--- BEGIN ---

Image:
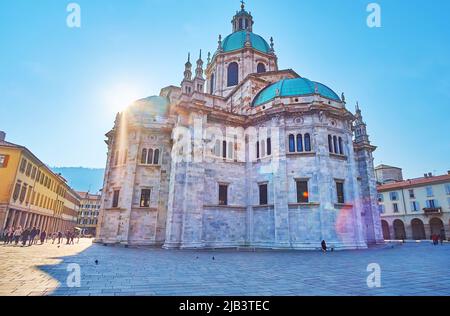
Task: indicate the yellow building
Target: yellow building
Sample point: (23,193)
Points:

--- END ---

Turn the rows above into a JSON list of strings, one string per line, with blank lines dropped and the pictures left out.

Exercise answer
[
  "Image:",
  "Task: indicate the yellow building",
  "Target: yellow building",
  "Sample point: (23,193)",
  "Points:"
]